Description of the task ->
Please reproduce every record, keeping each one exactly as written.

[Free-text object descriptions]
━━━━━━━━━━━━━━━━━━━━

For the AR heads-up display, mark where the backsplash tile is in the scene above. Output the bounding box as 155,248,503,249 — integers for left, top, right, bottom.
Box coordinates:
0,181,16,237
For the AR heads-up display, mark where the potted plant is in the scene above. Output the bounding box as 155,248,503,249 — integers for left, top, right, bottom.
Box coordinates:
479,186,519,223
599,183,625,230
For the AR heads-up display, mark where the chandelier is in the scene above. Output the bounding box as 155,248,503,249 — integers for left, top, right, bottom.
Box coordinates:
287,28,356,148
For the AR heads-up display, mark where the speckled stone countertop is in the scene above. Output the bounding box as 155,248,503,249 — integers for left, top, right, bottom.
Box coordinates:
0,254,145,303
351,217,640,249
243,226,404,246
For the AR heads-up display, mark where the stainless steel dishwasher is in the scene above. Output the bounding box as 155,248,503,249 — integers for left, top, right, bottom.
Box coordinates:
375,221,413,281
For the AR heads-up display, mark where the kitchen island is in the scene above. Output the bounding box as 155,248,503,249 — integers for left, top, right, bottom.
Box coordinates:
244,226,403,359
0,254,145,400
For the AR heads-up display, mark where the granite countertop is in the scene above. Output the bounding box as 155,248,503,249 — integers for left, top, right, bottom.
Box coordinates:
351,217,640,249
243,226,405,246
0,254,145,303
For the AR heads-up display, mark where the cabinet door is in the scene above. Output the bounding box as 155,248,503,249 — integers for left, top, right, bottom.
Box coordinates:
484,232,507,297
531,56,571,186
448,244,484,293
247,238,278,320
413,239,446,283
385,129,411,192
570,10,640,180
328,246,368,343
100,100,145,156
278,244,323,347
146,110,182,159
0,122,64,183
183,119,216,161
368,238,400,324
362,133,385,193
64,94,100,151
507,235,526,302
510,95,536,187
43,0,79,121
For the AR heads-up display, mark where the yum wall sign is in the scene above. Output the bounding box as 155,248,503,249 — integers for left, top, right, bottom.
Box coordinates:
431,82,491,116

━━━━━━━━━━━━━━━━━━━━

Answer for the task ->
For the AR heads-up display, mark where the backsplash tile is in the scene above. Output the bounding box as 155,248,503,249 — integers for left, top, right, bottom.
Box coordinates:
0,181,16,237
For the AR heads-up display, mark where the potted plant is in the scene above. Output the bounding box as 155,248,503,249 — integers for left, top, right, bottom.
Box coordinates:
479,186,519,223
599,183,625,230
For the AR heads-up display, mark where the chandelier is in the scene above. Output the bounding box as 155,248,503,249 — integers for left, top, right, bottom.
Box coordinates:
287,28,356,148
For the AR heads-up display, mark where the speckled stone countertop is in the scene above. Output the bounding box as 155,248,503,249 — integers for left, top, right, bottom.
Box coordinates:
0,254,145,303
351,217,640,249
243,226,404,246
For the AR heads-up display, mark where the stainless steel dishwasher is in the scene above. Output the bounding box as 155,248,503,249 — integers for left, top, right, bottom.
Box coordinates:
375,221,413,281
For the AR heads-up display, mark where the kitchen island is in the scene above. Output the bounding box as 155,248,503,249 — integers for left, top, right, bottom.
Box coordinates:
244,226,403,359
0,254,145,400
For the AR heads-up display, mark where the granite countertop is in the scene above. Output the bounding box as 155,248,503,249 — integers for left, top, right, bottom.
Box coordinates:
351,217,640,249
243,226,405,246
0,254,145,303
For the AR heads-up display, mark where the cabinet door is in the scene above. Output the bounding box as 155,248,503,249 — integers for left, top, right, bottom.
Box coordinates:
484,232,507,297
531,56,571,186
448,244,484,293
247,238,278,320
413,239,446,283
385,129,411,192
570,10,640,180
328,246,368,343
100,100,145,156
278,244,323,347
146,110,182,159
0,122,64,183
183,119,216,161
368,238,400,324
362,133,385,193
64,94,100,151
507,235,526,302
510,95,536,187
43,0,79,121
For the AR heads-up display, mark where the yum wall sign is in the scene above. Output the bounding box as 155,248,503,249 — integers for left, top, right, bottom.
Box coordinates:
431,82,491,116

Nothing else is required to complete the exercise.